DOCUMENTFRAGMENT -
== == ==

Moralisme betekent: elkaar om de oren slaan met de regels, alle tien. Antinominianisme betekent: leef er maar op los zonder de bescherming van Gods wet.

 

Moralisme betekent: denken dat je voor God acceptabel bent omdat je je aan de regels houdt. Antinominianisme betekent: je maakt zelf wel uit wat goed of slecht is, God houdt toch wel van je.

 

Mensen die moralistisch met de wet omgaan zijn vaak veroordelend naar anderen toe: ‘Jij hebt je niet aan Gods geboden gehouden. Bekeer je!’ Mensen die antinominianistisch met de wet omgaan (en er dus eigenlijk niet mee omgaan) zijn in hun spreken vaak wat sussend en wat vaag: als je er maar een goed gevoel bij hebt.

 

Herkent u er iets van? Van deze twee dieven? Deze twee uitersten in het omgaan met de wet? Zijn deze dieven uw leven misschien binnen gekomen? Het is goed om daar eens over na te denken en over door te praten.

 

In de bijbel kom je ze allebei tegen. Het prototype van de moralist of de wetticist is de Farizeeër of de Schriftgeleerde. In het derde deel van de preek maken we nog wat nader kennis met ze. Het antinominianisme proeven we in de bijbel als Paulus vragen beantwoord die blijkbaar gesteld werden in de kerk: ‘Mogen we bij de zonde blijven, opdat de genade toeneme?’ ‘Zullen wij zondigen, omdat wij niet onder de wet, maar onder de genade zijn?’ En vooral in de kerkgeschiedenis zie je onder spiritualisten en wederdopers losbandige praktijken met een beroep op Christus die toch het Einde van de wet wordt genoemd.

 

Hoe dat verder ook zij, voor dit moment is het vooral ongelooflijk belangrijk om de juiste houding te vinden waarin we luisteren naar de Tien Geboden van Gods wet. We mogen geen moralisten zijn: mensen-die-de-regels-houden. En de dief van het antinominianisme moeten we buiten de deur houden. Maar hoe moet het dan wel? Daar wil ik ter afronding van dit eerste onderdeel dit over zeggen. Ik wil u twee uitspraken aanreiken. Twee uitspraken die samen ons in de juiste houding brengen tegenover de wet van God.

== == ==

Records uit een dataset
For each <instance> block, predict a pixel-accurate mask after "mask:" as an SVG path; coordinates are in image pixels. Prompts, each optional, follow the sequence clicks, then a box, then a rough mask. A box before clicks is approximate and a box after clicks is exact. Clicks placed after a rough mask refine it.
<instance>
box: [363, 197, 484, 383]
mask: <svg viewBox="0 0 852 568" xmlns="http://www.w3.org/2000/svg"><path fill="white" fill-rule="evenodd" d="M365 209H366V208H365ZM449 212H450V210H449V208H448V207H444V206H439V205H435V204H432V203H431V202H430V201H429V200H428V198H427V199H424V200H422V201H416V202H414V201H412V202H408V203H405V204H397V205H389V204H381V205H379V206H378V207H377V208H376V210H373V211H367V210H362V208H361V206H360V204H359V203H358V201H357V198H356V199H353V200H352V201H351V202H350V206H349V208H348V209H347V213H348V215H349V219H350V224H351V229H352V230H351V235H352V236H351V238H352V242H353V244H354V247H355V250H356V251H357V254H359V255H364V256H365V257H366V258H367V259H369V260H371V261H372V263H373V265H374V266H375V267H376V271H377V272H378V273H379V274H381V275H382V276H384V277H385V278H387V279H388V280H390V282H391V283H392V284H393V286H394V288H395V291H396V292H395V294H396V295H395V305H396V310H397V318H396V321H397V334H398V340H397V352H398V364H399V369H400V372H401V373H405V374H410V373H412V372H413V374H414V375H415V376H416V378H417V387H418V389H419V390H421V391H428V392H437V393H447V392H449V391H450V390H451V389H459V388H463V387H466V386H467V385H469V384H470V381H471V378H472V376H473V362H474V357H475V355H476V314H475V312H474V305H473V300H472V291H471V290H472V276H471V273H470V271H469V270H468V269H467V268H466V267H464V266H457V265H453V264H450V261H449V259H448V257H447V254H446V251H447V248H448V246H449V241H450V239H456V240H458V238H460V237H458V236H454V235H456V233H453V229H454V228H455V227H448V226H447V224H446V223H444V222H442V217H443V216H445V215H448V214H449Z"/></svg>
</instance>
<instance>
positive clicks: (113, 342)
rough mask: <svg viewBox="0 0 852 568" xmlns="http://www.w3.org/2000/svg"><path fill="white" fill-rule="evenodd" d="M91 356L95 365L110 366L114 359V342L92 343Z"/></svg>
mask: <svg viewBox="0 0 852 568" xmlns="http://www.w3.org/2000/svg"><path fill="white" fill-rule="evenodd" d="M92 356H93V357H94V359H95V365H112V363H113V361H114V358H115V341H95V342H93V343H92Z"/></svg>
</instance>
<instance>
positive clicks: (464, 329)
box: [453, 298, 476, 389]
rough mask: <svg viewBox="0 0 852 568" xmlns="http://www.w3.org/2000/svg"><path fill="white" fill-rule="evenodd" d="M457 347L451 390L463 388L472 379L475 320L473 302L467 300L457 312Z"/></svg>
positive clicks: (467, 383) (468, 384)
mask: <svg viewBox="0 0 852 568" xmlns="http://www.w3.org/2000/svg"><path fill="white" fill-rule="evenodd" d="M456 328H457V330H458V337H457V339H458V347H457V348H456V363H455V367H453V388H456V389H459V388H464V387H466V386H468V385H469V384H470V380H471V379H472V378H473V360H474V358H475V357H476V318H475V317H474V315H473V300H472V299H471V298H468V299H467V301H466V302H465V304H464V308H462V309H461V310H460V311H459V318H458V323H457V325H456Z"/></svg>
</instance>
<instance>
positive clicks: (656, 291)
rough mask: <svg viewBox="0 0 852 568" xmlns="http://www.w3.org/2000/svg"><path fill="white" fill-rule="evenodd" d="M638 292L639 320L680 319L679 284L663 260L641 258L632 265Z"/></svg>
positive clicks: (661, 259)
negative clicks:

== == ==

UIT TE VOEREN -
1. Geef elke regel uit de lijst terug waarin de string "rough" voorkomt.
2. Pak de preektekst over moralisme en de omgang met Gods wet weer op na de laatste zin en schrijf die verder.

ANTWOORDEN PER NUMMER -
1.
For each <instance> block, predict a pixel-accurate mask after "mask:" as an SVG path; coordinates are in image pixels. Prompts, each optional, follow the sequence clicks, then a box, then a rough mask. A box before clicks is approximate and a box after clicks is exact. Clicks placed after a rough mask refine it.
rough mask: <svg viewBox="0 0 852 568" xmlns="http://www.w3.org/2000/svg"><path fill="white" fill-rule="evenodd" d="M91 356L95 365L110 366L114 359V342L92 343Z"/></svg>
rough mask: <svg viewBox="0 0 852 568" xmlns="http://www.w3.org/2000/svg"><path fill="white" fill-rule="evenodd" d="M457 347L451 390L463 388L472 379L475 320L473 302L467 300L457 312Z"/></svg>
rough mask: <svg viewBox="0 0 852 568" xmlns="http://www.w3.org/2000/svg"><path fill="white" fill-rule="evenodd" d="M638 292L639 320L680 319L679 284L663 260L641 258L632 265Z"/></svg>

2.
 

Uitspraak 1: Ik ben zondiger en gebrekkiger dan ik ooit heb durven geloven.

Uitspraak 2: Ik ben meer geaccepteerd en bemind dan ik ooit heb durven hopen.

 

Voelt u dat de eerste uitspraak zich richt tegen antinominianisten, mensen die denken dat het allemaal wel en beetje meevalt? Ik ben zondiger en gebrekkiger dan ik ooit heb durven geloven.

 

En begrijpt u dat de tweede uitspraak zich richt tegen moralisten, mensen die menen dat ze door hun gehoorzaamheid aan de geboden bij God in een goed blaadje komen te staan? Ik ben meer geaccepteerd en bemind dan ik ooit heb durven hopen.

 

Die twee uitspraken, zijn als de alarmbellen die moeten gaan rinkelen als de dieven van het moralisme en het antinominianisme aan de deur beginnen te morrelen. Nog één keer:

 

Ik ben zondiger en gebrekkiger dan ik ooit heb durven geloven.

Ik ben meer geaccepteerd en bemind dan ik ooit heb durven hopen.

 

* * *

 

De ene Naam

 

Dat was het eerste onderdeel: de twee dieven, en vergeet vooral de twee alarmbellen niet. Na de twee dieven, nu de ene Naam.

 

Broeders en zusters, de Tien Geboden van God gaan alleen werkelijk voor ons leven zoals ze bedoeld zijn als we ze horen via de ene Naam. Misschien zouden we nu in de verleiding kunnen zijn, om na het horen van het eerste onderdeel van deze preek te zeggen: ‘OK, moralisme is verkeerd, antinominianisme is verkeerd, maar er is voor allebei toch ook wel íets te zeggen. Laten we van die beide het goede nemen, een soort compromis, een gulden middenweg.’

 

Maar dat is echt een fatale vergsissing. Want de verbinding van twee leugens kan nooit de waarheid zijn. Het samensmelten van twee kwaden kan nooit iets goeds opleveren. Het combineren van twee zonden kan nooit iets genadigs zijn.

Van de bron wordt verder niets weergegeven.